■ Request
Please report every line in the records below that contains the word "striped", copying each such line in full.

○ ○ ○ ○

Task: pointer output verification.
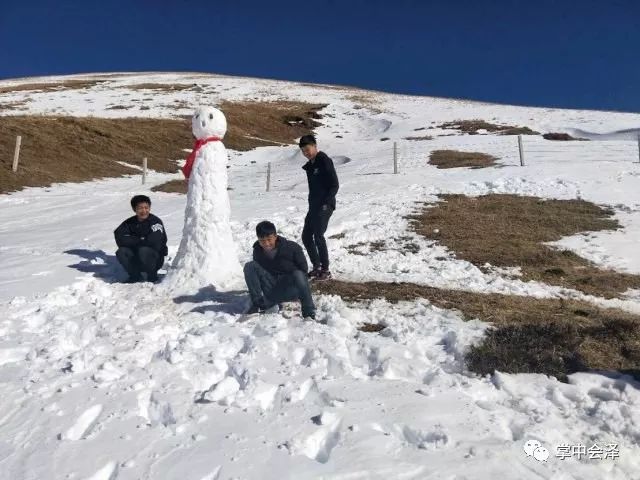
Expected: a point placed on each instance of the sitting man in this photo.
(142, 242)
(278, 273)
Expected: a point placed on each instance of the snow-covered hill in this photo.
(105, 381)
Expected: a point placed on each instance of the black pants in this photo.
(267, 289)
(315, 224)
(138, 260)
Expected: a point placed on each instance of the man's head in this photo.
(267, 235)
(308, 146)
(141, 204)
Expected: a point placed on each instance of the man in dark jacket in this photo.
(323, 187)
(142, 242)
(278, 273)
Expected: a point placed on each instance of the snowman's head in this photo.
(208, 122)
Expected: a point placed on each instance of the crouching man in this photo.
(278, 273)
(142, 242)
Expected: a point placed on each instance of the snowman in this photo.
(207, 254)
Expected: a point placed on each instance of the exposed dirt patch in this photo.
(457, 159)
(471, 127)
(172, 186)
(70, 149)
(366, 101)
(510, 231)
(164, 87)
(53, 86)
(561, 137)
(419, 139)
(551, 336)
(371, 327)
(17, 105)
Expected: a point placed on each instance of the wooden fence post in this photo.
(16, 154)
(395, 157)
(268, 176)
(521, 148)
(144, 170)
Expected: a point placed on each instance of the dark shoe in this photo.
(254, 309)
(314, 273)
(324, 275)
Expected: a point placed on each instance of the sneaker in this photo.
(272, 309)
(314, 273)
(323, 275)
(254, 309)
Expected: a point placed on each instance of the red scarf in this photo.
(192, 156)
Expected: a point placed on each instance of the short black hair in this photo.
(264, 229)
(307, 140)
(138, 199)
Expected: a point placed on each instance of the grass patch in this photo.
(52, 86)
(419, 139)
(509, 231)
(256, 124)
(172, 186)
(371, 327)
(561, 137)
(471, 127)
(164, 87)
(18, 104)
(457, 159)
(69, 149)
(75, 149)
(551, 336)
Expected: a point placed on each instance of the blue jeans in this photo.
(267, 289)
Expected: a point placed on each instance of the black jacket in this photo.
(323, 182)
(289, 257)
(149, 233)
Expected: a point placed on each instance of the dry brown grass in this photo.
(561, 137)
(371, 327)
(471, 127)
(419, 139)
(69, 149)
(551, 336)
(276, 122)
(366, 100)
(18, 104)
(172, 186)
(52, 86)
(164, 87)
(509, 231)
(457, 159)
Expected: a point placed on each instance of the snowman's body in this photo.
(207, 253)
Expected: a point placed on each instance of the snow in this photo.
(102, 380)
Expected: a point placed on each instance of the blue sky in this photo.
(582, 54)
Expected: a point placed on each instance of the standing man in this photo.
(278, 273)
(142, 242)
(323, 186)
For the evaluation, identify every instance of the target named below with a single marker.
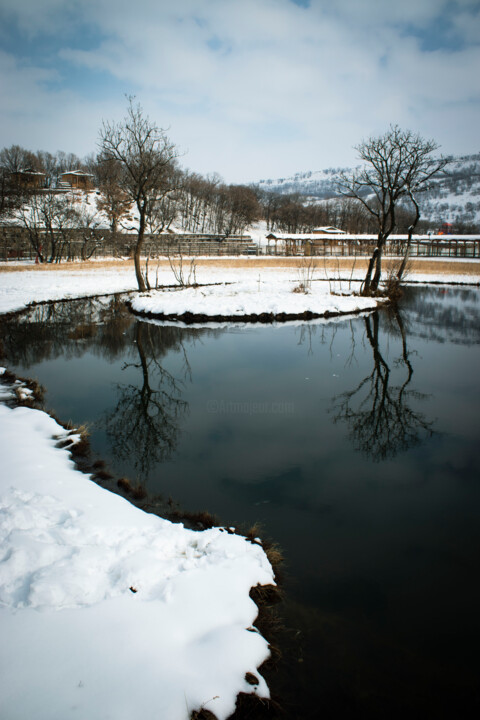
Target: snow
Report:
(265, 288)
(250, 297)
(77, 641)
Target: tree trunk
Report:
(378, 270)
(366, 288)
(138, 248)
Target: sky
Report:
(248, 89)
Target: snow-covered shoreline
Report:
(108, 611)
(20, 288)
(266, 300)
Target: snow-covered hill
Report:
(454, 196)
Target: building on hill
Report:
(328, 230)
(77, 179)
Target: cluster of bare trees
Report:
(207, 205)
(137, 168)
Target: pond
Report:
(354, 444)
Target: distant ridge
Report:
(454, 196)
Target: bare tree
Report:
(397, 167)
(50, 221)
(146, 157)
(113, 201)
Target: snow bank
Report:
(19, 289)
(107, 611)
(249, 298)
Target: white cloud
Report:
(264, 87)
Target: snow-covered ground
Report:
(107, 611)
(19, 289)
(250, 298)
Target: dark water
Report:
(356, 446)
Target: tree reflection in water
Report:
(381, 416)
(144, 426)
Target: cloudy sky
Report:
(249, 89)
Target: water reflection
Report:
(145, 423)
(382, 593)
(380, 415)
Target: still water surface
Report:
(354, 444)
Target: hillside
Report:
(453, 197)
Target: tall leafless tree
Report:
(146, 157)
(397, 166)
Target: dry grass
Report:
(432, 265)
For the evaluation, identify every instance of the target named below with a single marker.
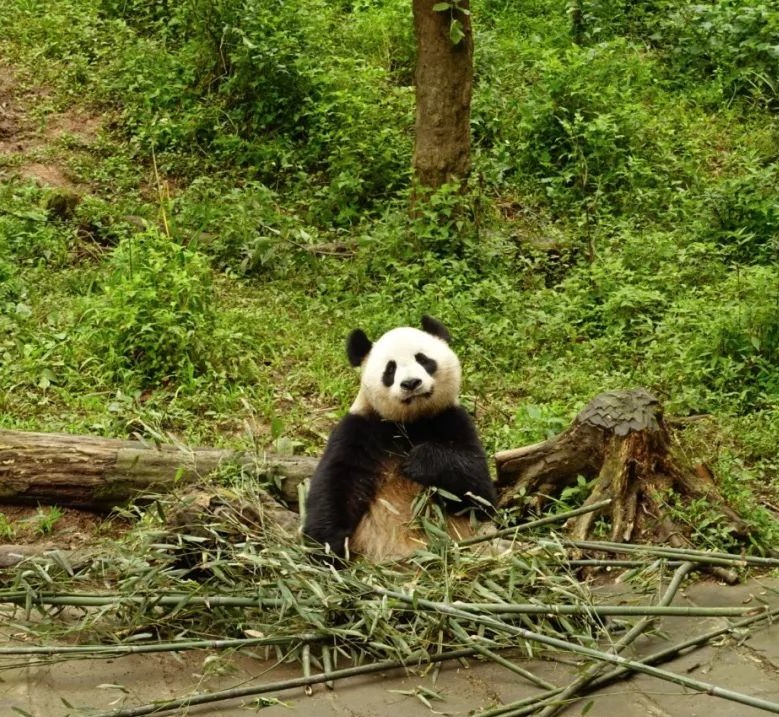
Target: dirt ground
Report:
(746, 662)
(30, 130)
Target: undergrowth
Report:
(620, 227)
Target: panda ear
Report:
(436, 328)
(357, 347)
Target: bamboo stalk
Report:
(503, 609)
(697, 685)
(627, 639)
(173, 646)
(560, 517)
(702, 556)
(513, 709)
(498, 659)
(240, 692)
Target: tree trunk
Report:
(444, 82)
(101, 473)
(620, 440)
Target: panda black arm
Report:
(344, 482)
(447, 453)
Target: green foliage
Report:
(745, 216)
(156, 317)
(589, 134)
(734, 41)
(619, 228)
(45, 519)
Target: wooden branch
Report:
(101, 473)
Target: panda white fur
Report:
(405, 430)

○ ○ ○ ○

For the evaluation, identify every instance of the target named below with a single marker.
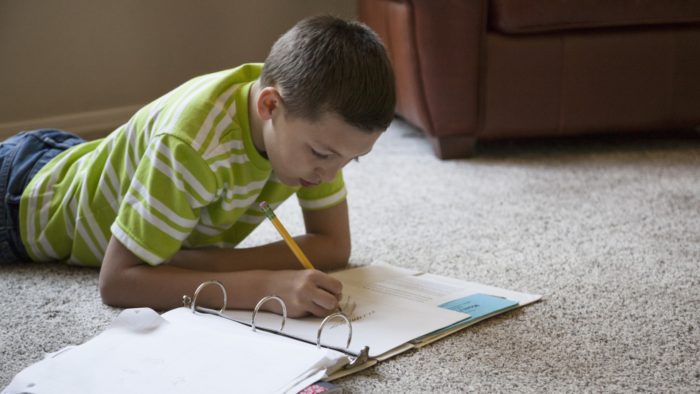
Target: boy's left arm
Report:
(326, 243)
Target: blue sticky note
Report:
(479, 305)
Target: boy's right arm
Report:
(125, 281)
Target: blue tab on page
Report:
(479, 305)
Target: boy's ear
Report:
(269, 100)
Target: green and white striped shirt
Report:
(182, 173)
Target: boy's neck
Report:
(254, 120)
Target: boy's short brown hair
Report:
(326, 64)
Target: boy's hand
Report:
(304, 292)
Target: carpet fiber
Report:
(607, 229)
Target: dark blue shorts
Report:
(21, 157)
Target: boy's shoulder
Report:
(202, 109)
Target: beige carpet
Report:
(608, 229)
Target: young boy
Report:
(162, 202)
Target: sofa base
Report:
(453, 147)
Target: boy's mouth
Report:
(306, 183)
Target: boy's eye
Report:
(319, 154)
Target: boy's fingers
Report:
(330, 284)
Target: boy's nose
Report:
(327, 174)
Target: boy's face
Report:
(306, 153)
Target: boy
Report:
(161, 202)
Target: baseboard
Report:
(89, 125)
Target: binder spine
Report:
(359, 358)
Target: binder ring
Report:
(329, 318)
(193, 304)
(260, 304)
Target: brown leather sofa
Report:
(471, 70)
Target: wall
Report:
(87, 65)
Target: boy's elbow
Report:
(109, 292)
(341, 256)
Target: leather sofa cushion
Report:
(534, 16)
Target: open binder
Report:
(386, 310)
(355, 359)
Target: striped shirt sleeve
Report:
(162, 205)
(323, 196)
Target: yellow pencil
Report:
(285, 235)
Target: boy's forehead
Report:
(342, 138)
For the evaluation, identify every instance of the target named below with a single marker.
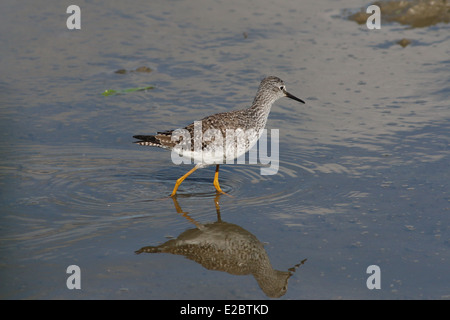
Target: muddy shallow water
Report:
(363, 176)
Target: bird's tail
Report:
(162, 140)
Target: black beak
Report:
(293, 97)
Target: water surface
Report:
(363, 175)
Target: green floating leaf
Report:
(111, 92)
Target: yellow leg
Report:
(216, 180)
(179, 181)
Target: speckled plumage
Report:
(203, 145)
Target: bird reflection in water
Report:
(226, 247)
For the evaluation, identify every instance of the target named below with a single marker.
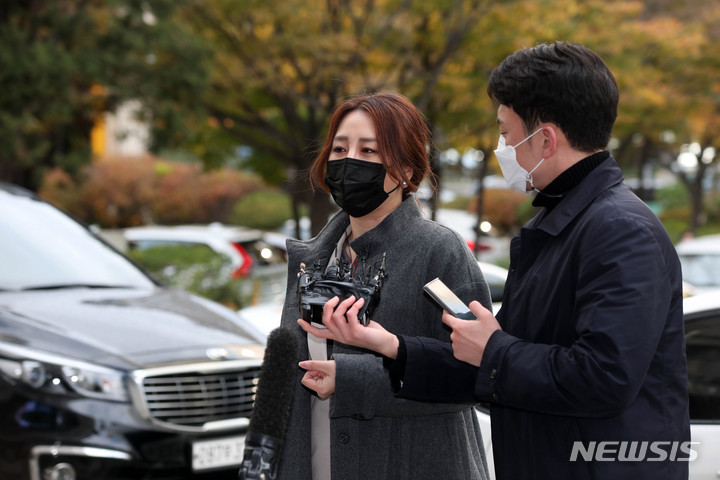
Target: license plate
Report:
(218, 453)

○ ○ ○ ○

■ Answer to this problem
Target: green and white striped shirt
Target: striped shirt sleeve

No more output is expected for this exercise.